What is required: Revise the lines below, replacing every "Return value like" with "Format example:" and leaving everything else unchanged.

Data to process:
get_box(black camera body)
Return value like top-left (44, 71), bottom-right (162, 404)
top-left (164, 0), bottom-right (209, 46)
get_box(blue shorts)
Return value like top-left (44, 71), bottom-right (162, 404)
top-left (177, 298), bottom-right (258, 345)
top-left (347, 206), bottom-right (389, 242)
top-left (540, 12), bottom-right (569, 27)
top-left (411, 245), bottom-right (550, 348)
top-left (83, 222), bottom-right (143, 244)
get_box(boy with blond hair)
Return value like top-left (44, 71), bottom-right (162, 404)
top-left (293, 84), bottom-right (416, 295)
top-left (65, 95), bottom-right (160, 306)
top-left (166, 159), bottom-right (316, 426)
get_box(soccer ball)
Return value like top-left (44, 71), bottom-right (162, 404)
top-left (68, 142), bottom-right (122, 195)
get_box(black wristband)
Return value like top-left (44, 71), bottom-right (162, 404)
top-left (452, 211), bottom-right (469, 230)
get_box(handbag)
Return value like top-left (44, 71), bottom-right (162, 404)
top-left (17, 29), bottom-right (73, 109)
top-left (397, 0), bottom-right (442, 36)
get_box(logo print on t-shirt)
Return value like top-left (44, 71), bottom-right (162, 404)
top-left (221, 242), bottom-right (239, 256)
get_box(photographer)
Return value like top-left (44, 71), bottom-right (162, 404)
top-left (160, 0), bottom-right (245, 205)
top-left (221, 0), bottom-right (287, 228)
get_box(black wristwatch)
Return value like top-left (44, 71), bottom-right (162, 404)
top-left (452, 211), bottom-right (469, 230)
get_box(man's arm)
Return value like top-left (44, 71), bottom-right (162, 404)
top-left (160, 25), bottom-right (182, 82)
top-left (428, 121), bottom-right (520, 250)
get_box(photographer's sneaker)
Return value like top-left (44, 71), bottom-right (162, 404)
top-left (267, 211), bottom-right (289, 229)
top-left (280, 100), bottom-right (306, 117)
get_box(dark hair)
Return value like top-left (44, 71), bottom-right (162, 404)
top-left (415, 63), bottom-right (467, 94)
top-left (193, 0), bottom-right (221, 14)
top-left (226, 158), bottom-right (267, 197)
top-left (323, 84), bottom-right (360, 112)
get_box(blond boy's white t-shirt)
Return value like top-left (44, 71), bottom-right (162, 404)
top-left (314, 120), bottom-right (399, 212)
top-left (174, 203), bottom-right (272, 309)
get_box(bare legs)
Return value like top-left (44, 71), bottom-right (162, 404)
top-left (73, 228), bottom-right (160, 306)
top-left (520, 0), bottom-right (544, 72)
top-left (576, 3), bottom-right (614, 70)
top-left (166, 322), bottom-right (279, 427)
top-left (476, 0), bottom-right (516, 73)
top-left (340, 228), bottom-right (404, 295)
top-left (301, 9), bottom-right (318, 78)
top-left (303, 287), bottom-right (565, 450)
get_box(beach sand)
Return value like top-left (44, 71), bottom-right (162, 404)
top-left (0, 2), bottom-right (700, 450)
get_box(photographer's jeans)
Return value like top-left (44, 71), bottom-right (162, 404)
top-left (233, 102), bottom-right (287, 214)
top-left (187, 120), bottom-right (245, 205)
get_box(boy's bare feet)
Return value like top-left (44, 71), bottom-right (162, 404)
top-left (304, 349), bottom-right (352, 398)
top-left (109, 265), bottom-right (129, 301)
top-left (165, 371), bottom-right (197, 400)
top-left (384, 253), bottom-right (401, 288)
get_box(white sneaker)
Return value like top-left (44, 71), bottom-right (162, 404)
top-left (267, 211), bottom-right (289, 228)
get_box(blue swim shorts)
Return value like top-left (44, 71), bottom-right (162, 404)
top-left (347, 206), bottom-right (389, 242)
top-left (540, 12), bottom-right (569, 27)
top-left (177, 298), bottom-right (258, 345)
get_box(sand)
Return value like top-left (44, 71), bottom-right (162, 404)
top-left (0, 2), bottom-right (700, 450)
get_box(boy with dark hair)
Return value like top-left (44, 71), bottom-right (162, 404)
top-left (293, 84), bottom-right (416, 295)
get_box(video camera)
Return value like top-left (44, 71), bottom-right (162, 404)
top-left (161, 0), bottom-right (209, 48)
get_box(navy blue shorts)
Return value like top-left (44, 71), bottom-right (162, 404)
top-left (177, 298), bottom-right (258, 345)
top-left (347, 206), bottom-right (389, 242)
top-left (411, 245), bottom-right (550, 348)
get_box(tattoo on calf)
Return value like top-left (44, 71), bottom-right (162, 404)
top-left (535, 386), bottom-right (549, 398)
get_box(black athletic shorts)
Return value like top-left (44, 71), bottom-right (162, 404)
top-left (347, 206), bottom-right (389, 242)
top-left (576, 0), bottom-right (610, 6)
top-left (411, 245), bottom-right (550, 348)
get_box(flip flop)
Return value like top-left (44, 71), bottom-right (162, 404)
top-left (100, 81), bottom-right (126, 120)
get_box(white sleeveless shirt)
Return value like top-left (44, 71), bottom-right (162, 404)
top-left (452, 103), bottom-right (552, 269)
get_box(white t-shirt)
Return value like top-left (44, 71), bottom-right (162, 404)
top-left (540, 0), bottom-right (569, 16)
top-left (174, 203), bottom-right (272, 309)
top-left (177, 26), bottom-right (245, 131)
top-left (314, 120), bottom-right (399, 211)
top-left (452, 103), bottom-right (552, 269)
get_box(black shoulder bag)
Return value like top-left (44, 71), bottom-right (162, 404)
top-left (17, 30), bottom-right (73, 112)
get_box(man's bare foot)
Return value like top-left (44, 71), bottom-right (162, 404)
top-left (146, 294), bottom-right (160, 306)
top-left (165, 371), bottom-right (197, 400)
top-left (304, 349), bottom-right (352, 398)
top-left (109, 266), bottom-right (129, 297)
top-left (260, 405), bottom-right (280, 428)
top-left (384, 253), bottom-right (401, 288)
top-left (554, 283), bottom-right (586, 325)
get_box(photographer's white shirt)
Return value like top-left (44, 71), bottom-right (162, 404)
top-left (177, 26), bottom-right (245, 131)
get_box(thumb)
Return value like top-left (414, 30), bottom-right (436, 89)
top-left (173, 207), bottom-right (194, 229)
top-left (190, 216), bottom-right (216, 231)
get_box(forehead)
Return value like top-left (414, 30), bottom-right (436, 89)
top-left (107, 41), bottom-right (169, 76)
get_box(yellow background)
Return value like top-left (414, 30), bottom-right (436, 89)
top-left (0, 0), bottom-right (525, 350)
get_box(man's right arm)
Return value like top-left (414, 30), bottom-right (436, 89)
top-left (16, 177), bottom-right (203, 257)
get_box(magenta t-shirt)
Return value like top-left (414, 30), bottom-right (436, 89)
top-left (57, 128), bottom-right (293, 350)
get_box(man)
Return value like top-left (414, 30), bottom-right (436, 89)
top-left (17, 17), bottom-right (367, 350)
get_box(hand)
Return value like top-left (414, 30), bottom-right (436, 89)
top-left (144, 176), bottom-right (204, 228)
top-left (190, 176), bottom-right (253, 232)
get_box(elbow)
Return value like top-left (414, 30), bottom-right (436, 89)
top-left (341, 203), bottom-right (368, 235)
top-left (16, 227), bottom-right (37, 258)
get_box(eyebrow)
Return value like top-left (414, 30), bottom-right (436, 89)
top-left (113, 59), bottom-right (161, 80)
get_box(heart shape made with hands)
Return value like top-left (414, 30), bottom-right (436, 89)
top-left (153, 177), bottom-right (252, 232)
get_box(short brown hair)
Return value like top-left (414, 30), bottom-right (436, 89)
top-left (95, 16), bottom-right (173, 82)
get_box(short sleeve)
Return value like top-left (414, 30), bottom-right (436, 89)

Worked solution:
get_box(black camera body)
Format example: top-left (44, 71), bottom-right (162, 404)
top-left (164, 0), bottom-right (209, 46)
get_box(blue shorts)
Format example: top-left (44, 71), bottom-right (162, 404)
top-left (177, 298), bottom-right (258, 345)
top-left (347, 206), bottom-right (389, 242)
top-left (540, 12), bottom-right (569, 27)
top-left (411, 245), bottom-right (550, 348)
top-left (83, 222), bottom-right (143, 244)
get_box(boy with blond hair)
Format example: top-left (44, 71), bottom-right (162, 404)
top-left (293, 84), bottom-right (416, 295)
top-left (65, 95), bottom-right (160, 306)
top-left (166, 159), bottom-right (316, 426)
get_box(soccer ball)
Format example: top-left (44, 71), bottom-right (162, 404)
top-left (68, 142), bottom-right (122, 195)
get_box(black wristband)
Format example: top-left (44, 71), bottom-right (162, 404)
top-left (452, 211), bottom-right (469, 230)
get_box(handbag)
Format example: top-left (44, 71), bottom-right (162, 404)
top-left (17, 29), bottom-right (73, 109)
top-left (397, 0), bottom-right (442, 36)
get_box(logo print on t-shirt)
Format example: top-left (44, 71), bottom-right (162, 404)
top-left (221, 242), bottom-right (239, 256)
get_box(photographer)
Format example: top-left (44, 71), bottom-right (162, 404)
top-left (160, 0), bottom-right (245, 205)
top-left (221, 0), bottom-right (287, 228)
get_box(black wristwatch)
Format example: top-left (44, 71), bottom-right (162, 404)
top-left (452, 211), bottom-right (469, 230)
get_box(man's arm)
Format example: top-left (44, 71), bottom-right (162, 404)
top-left (160, 25), bottom-right (182, 82)
top-left (428, 121), bottom-right (520, 250)
get_box(photographer's sneaker)
Format example: top-left (44, 71), bottom-right (162, 404)
top-left (267, 211), bottom-right (289, 229)
top-left (280, 100), bottom-right (306, 117)
get_box(dark hair)
Format example: top-left (44, 71), bottom-right (162, 404)
top-left (415, 63), bottom-right (467, 94)
top-left (193, 0), bottom-right (221, 14)
top-left (226, 158), bottom-right (267, 197)
top-left (323, 84), bottom-right (360, 112)
get_box(blond boy's white t-shirt)
Format example: top-left (44, 71), bottom-right (162, 404)
top-left (314, 120), bottom-right (399, 212)
top-left (174, 203), bottom-right (272, 309)
get_box(bare legs)
Format example: top-left (44, 71), bottom-right (162, 404)
top-left (73, 228), bottom-right (160, 306)
top-left (520, 0), bottom-right (544, 72)
top-left (576, 3), bottom-right (614, 70)
top-left (166, 322), bottom-right (279, 427)
top-left (476, 0), bottom-right (516, 73)
top-left (340, 228), bottom-right (404, 295)
top-left (301, 9), bottom-right (318, 78)
top-left (303, 287), bottom-right (565, 450)
get_box(beach sand)
Format example: top-left (44, 71), bottom-right (162, 404)
top-left (0, 2), bottom-right (700, 450)
get_box(photographer's jeans)
Format example: top-left (44, 71), bottom-right (162, 404)
top-left (233, 102), bottom-right (287, 214)
top-left (187, 120), bottom-right (245, 205)
get_box(boy's bare feet)
Format example: top-left (44, 71), bottom-right (162, 404)
top-left (304, 349), bottom-right (352, 398)
top-left (109, 265), bottom-right (129, 301)
top-left (165, 371), bottom-right (197, 400)
top-left (384, 253), bottom-right (401, 288)
get_box(white sneaker)
Format example: top-left (44, 71), bottom-right (162, 404)
top-left (267, 211), bottom-right (289, 228)
get_box(blue swim shorts)
Format example: top-left (44, 71), bottom-right (162, 404)
top-left (347, 206), bottom-right (389, 242)
top-left (540, 12), bottom-right (569, 27)
top-left (177, 298), bottom-right (258, 345)
get_box(sand)
Format example: top-left (44, 71), bottom-right (162, 404)
top-left (0, 2), bottom-right (700, 450)
get_box(boy with dark hair)
Format example: top-left (44, 71), bottom-right (162, 404)
top-left (293, 84), bottom-right (416, 295)
get_box(video camera)
Format example: top-left (44, 71), bottom-right (162, 404)
top-left (161, 0), bottom-right (209, 48)
get_box(navy blue shorts)
Format example: top-left (44, 71), bottom-right (162, 404)
top-left (177, 298), bottom-right (258, 345)
top-left (347, 206), bottom-right (389, 242)
top-left (411, 245), bottom-right (550, 348)
get_box(tattoo on calf)
Format example: top-left (44, 71), bottom-right (162, 404)
top-left (535, 386), bottom-right (549, 398)
get_box(black athletic shorts)
Format example: top-left (44, 71), bottom-right (162, 404)
top-left (347, 206), bottom-right (389, 242)
top-left (576, 0), bottom-right (610, 6)
top-left (411, 245), bottom-right (550, 348)
get_box(flip flop)
Format example: top-left (44, 71), bottom-right (162, 404)
top-left (100, 81), bottom-right (126, 120)
get_box(white sleeveless shirt)
Format example: top-left (44, 71), bottom-right (162, 404)
top-left (452, 103), bottom-right (552, 269)
get_box(white t-shirt)
Format example: top-left (44, 71), bottom-right (162, 404)
top-left (540, 0), bottom-right (569, 16)
top-left (174, 203), bottom-right (272, 309)
top-left (177, 26), bottom-right (245, 131)
top-left (314, 120), bottom-right (399, 211)
top-left (452, 103), bottom-right (552, 269)
get_box(black shoulder bag)
Format example: top-left (44, 71), bottom-right (162, 404)
top-left (17, 30), bottom-right (73, 112)
get_box(man's bare foot)
Format example: top-left (44, 71), bottom-right (162, 404)
top-left (146, 294), bottom-right (160, 306)
top-left (165, 371), bottom-right (197, 400)
top-left (304, 349), bottom-right (352, 398)
top-left (109, 266), bottom-right (129, 297)
top-left (260, 405), bottom-right (280, 428)
top-left (384, 253), bottom-right (401, 288)
top-left (554, 283), bottom-right (586, 325)
get_box(photographer's white shirt)
Format example: top-left (44, 71), bottom-right (162, 404)
top-left (177, 26), bottom-right (245, 131)
get_box(thumb)
Format example: top-left (414, 30), bottom-right (436, 89)
top-left (173, 207), bottom-right (194, 229)
top-left (190, 216), bottom-right (216, 231)
get_box(forehead)
Format example: top-left (414, 30), bottom-right (436, 89)
top-left (107, 41), bottom-right (169, 76)
get_box(yellow background)
Format example: top-left (414, 30), bottom-right (436, 89)
top-left (0, 0), bottom-right (525, 350)
get_box(man's right arm)
Format example: top-left (414, 30), bottom-right (436, 89)
top-left (16, 177), bottom-right (203, 257)
get_box(magenta t-shirt)
Format example: top-left (414, 30), bottom-right (436, 89)
top-left (57, 128), bottom-right (293, 350)
get_box(man)
Format example: top-left (414, 30), bottom-right (436, 89)
top-left (17, 17), bottom-right (367, 350)
get_box(hand)
Format example: top-left (414, 30), bottom-right (436, 89)
top-left (144, 176), bottom-right (204, 228)
top-left (190, 176), bottom-right (253, 232)
get_box(elbow)
Format example: top-left (414, 30), bottom-right (436, 89)
top-left (341, 203), bottom-right (368, 235)
top-left (16, 227), bottom-right (37, 258)
get_box(eyebrow)
Format example: top-left (414, 30), bottom-right (436, 89)
top-left (113, 59), bottom-right (161, 80)
get_box(heart shape made with hands)
Format example: top-left (414, 30), bottom-right (436, 89)
top-left (153, 177), bottom-right (252, 232)
get_box(short brown hair)
Format example: top-left (414, 30), bottom-right (436, 89)
top-left (95, 16), bottom-right (173, 82)
get_box(short sleeve)
Format example: top-left (414, 30), bottom-right (436, 89)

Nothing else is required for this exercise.